### Selected text
§ §

If your manager, booker, record label only visits one event in the year and it's always the same, you probably have hit a dead end. That was the old days when you just needed to go to Midem once a year and do your business. Today that is not good enough. Yes, Midem is a crucial meeting point but the industry is going so fast that if you only do it once a year you will miss out on so much new fast information that is not on social media. They are just in the discussion between people in the industry on these events.

It seems like the industry have seen my work with this network going on and now we are getting more and more projects that are based on this whole concept. Today’s music industry is built on opportunities not a built-in same old system like in the 90’s where if you have distribution and a co-publishing in an area was enough. Times have changed and we need more real facetime not social media time.

Still, a lot of work must be done. Specially to maintain the whole thing. I guess I must wait and see when enough is enough.




Thursday, August 29, 2019

Risk Is Part of the Game (Cashbox Story)

It's summer and I thought I would do some reruns (yes I have learned well from my years in the TV industry). This is the chronicle I do in Cashbox Magazine Canada and Record World. It's longer versions of any topic I have done in the blog like I wrote with a deeper dive into the subject.

Here is the link to Cashbox Magazine Canada, visit them to find other writers also.
https://cashboxcanada.ca/features-music/risk-part-game/3346


I often hear from artists that I work with these two questions. #1: Is this good for us, I mean the best we can put our money into? #2 How big are the chances we get something out of it?

§ §

### Extracted entries
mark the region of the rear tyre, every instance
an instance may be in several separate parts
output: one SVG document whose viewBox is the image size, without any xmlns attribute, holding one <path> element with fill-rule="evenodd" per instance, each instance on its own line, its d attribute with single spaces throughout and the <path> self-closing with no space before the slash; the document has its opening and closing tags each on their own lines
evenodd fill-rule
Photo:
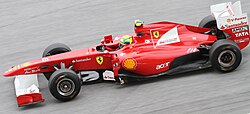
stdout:
<svg viewBox="0 0 250 114">
<path fill-rule="evenodd" d="M 210 62 L 220 72 L 231 72 L 241 63 L 242 54 L 238 45 L 231 40 L 218 40 L 209 50 Z"/>
<path fill-rule="evenodd" d="M 55 44 L 51 44 L 43 51 L 42 57 L 47 57 L 47 56 L 70 52 L 70 51 L 71 49 L 67 45 L 62 44 L 62 43 L 55 43 Z M 43 73 L 43 75 L 45 76 L 47 80 L 49 80 L 51 74 L 52 74 L 51 72 Z"/>
<path fill-rule="evenodd" d="M 79 94 L 81 80 L 74 71 L 59 69 L 49 79 L 49 90 L 56 99 L 70 101 Z"/>
<path fill-rule="evenodd" d="M 216 35 L 217 39 L 226 39 L 226 35 L 223 31 L 218 29 L 216 20 L 212 15 L 203 18 L 199 23 L 199 27 L 210 28 L 211 33 Z"/>
</svg>

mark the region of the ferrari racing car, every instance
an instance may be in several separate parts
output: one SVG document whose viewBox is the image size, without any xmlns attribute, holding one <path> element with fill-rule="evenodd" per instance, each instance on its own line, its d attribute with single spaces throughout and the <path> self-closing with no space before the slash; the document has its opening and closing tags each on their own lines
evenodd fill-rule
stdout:
<svg viewBox="0 0 250 114">
<path fill-rule="evenodd" d="M 211 6 L 212 15 L 199 27 L 174 22 L 144 24 L 136 20 L 134 33 L 105 36 L 101 43 L 72 51 L 67 45 L 48 46 L 41 58 L 14 66 L 3 75 L 15 76 L 18 106 L 43 102 L 37 74 L 49 81 L 60 101 L 74 99 L 82 82 L 151 78 L 213 67 L 231 72 L 241 63 L 249 44 L 247 14 L 240 2 Z"/>
</svg>

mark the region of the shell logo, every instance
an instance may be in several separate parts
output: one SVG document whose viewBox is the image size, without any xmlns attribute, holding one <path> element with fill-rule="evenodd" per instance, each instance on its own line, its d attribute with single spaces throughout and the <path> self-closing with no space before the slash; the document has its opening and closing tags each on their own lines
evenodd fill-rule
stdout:
<svg viewBox="0 0 250 114">
<path fill-rule="evenodd" d="M 127 58 L 123 61 L 123 67 L 129 70 L 135 69 L 136 61 L 132 58 Z"/>
</svg>

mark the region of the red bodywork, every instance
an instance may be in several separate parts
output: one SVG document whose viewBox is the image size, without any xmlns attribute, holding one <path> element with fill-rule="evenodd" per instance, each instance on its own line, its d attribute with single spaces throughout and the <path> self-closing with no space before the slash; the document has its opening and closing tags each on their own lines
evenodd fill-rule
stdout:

§ §

### Tasks to complete
1. In the music-business text, translate this sentence into Spanish: "Times have changed and we need more real facetime not social media time."
2. Pick up the music-business text after its final sentence and write the next part.

### Outputs in order
1. Los tiempos han cambiado y necesitamos más tiempo real cara a cara, no tiempo en las redes sociales.

2.
It doesn’t matter what the topic is. The only time they gladly spend money is when they buy new instruments or record, sometimes even videos since it’s fun and centers around them. When it comes to PR, traveling, meetings and other activities that cost money, these questions arise. I’m fascinated that it’s only in the creative business I experience this. It is the same in the movie industry, but I never really got that in the normal startup race that is out there.

If you start a company, you must, in most cases, invest money. Let say you have opened a small shop selling clothes not in the center of town but on a backstreet. It goes pretty well. Suddenly you get an opportunity to get a good spot at the top of the busiest streets in town. You also get to double your floor space. It's a great opportunity. Of course, you need to invest in the new store if you take the space. You would have to buy more inventory, hire more staff and with expansion, you must do PR for your new location. A lot of work and risk.You can be safe keep your old shop, just keep going. Or take the chance and start something bigger.

Would you expect the landlord of the new space to get you the store free from rent in 6 months? I mean you take a risk by moving there! Of course not, and most people don’t think that would work. In the first place, the landlord doesn't give a damn of your risk. He has space and takes a risk by not having it rented out. And you are a risk too. If you fail in your expansion you might quit, and he must look for another tenant and that can make him lose money.

This is pretty simple stuff, huh?
Why on earth is the same concept so hard to grasp around a creative career? Yes, you need to invest to make your career bigger. The more risk the faster things go. No risk at all and you keep it on the same small level.

Think about the big store as a showcase festival. No, they don't want to hear your whining on investment. They can easily replace you like the landlord can choose another tenant. Yes, if you are important it’s a different story. If it is an apple store being opened the landlord probably can let it go free in a couple of months for longer tenancy. But you are not, you are the small store getting an opportunity.

Can the landlord tell you that it will be risk-free to move in? Or if it is the best choice?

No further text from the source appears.